文書抜粋.

========================================================================

2025年、明けましておめでとうございます。
旧年中は大変お世話になりました。
本年もよろしくお願いいたします。

久々に書くので自己紹介も。
倉垣吉宏は、舞台芸術創造機関SAIの演出家であり脚本家であり俳優であり、U-3という演劇向け映像配信のディレクターをやったりしています。

今年は初心にかえると決めていたので、今の自分の感覚や思考をもって、〝あの頃〟に立ち返ります。
〝あの頃〟というのは、わかりやすく20年前。
上京してきた年、SAIを立ち上げた年です。
SNSもなく、人の繋がりもなく、身一つで東京に出てきて演劇をはじめた頃。
信じるものは我が身と我が才。
すごくアスリート気質だった20代。
知らないからこそ突き進んで、分からないから無茶や無理をしていた〝あの頃〟。
誰にでもある尊いその時間から、気づけばずいぶんと遠くまで来て、頭でっかちになってしまったなと思う2024年でした。
笑っちゃいますが倉垣の〝あの頃〟は、実は演出家の仕事をよくわかっていなくて、アーティストが自分で作詞作曲するのと似た感覚で、自分で本を書き演出をしていたんですね。
そういうところも若い。

その若かかりし頃の自分と同じ年齢・・・20代の子たちと創作をしていると、今まさにこの子たちは〝あの頃〟なんだなとヒシヒシ感じるんです。
それぞれの向き合い方で、不器用で一生懸命になりながら、今に向かって行ってる。

========================================================================

抽出情報.
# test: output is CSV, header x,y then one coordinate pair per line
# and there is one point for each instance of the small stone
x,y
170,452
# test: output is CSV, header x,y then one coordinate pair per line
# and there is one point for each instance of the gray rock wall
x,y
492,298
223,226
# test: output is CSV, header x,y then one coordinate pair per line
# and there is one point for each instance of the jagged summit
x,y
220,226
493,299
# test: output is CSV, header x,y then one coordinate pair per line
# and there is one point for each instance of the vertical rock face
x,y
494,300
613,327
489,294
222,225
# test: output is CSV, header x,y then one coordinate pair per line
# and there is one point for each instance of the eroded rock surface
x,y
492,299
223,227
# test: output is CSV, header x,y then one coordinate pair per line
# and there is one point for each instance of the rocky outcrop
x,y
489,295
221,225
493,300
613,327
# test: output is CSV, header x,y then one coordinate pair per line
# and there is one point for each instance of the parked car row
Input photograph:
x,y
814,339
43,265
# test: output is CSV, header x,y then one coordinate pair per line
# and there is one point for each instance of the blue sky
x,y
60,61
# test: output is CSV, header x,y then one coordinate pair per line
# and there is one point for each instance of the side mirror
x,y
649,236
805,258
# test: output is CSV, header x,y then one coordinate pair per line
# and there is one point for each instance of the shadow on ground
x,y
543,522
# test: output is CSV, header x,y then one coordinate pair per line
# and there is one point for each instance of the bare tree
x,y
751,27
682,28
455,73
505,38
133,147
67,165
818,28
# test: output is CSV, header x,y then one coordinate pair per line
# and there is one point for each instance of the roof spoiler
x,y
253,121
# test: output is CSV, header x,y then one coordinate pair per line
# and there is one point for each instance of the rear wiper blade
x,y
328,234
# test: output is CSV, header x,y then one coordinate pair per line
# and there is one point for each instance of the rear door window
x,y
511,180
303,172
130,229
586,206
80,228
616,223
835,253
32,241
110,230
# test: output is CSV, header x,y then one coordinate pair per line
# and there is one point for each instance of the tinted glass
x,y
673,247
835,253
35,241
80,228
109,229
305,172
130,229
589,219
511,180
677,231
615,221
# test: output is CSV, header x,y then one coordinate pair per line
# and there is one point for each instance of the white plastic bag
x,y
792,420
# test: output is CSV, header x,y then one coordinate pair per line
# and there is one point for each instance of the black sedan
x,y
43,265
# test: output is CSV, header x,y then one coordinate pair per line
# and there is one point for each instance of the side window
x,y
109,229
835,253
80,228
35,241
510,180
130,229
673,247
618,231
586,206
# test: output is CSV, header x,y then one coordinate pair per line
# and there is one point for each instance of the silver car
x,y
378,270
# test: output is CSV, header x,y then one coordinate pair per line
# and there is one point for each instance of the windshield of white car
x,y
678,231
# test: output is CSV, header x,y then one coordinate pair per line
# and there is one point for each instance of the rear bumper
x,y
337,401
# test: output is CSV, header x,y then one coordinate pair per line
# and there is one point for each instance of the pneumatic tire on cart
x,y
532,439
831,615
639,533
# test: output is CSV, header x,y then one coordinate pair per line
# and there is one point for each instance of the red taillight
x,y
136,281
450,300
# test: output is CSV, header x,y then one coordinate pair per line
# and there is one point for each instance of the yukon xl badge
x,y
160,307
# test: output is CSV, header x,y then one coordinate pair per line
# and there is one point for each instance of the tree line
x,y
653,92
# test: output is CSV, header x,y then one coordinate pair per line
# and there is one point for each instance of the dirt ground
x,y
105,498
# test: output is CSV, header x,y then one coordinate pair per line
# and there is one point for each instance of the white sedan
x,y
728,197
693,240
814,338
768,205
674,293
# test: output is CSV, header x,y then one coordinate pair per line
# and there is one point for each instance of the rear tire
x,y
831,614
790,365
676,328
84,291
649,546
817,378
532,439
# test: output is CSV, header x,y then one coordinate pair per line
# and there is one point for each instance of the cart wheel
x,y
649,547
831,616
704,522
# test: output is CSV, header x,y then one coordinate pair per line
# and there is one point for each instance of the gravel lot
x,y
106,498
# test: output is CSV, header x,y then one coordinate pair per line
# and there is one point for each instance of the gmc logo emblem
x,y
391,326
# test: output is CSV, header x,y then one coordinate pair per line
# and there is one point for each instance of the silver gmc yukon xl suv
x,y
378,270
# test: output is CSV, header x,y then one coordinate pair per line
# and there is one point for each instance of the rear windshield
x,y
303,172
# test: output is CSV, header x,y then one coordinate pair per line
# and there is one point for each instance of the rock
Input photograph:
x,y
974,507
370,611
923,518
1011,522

========================================================================

指示内容 1.
一覧の中で「tire」という文字列を含む行がいくつあるか、その数だけを答えてください。
指示内容 2.
上の新年のあいさつ文の続きを、最後の文の後から書いてください。

回答 1.
2

回答 2.
そんな時につい、アドバイスと称して経験則で物を言ったり、有効な近道を与えてしまうことがあって
「これは、ぶつかる機会を奪うことになってないか?」って考える。
問題や課題にぶつかった時に、自分で乗り越えないと成長はありません。
どうして、どうやって、どうすればこの壁を越えられるのか?その機会をつくることがとても大事なんだと。
彼ら彼女らが乗り越えるために、倉垣がステップを用意したりはあってもいい。それでもステップを使って壁を越えるという経験は、その人自身がやらなくてはいけない事なんですね。

だから、倉垣自身も初心でありたいと思うわけです。
立場が違う、年齢が違う、無自覚に権威的になっていないかと疑うこと。
自分も同じ足場に立ち、違う理由で悩み、苦しんで壁に向かっているのだと自覚すること。

それが創作の上で互いに向き合うために必要なわけだなと。あくまで倉垣がそう思っているって事だからね、一般的には違うかもしれません。

ただ、20年前よりも演劇のことにちょっぴり詳しくなって、俳優について、演出についてもほんとにちょっぴり明るくなった今だからこそ、初心に還ることで作れるものがあるんじゃないかなと。
まあ強くてニューゲーム的でズルい考えかもしれませんが、二周目のお楽しみってそういうところじゃあありませんか。

一月に入って三が日過ぎたらすぐに稽古が始まる。心機一転ってのはわかりやすいこと。
今年はそんな感じで、地に足つけて走ってみるかと思うのでした。

そんな倉垣の次回作は、アトリエ最終公演の「シアトロンIII」の劇団の20周年記念展示です。
こちらもnoteで日々色々書いていきますので、お付き合い下さいませ。
チケットは好評発売中です。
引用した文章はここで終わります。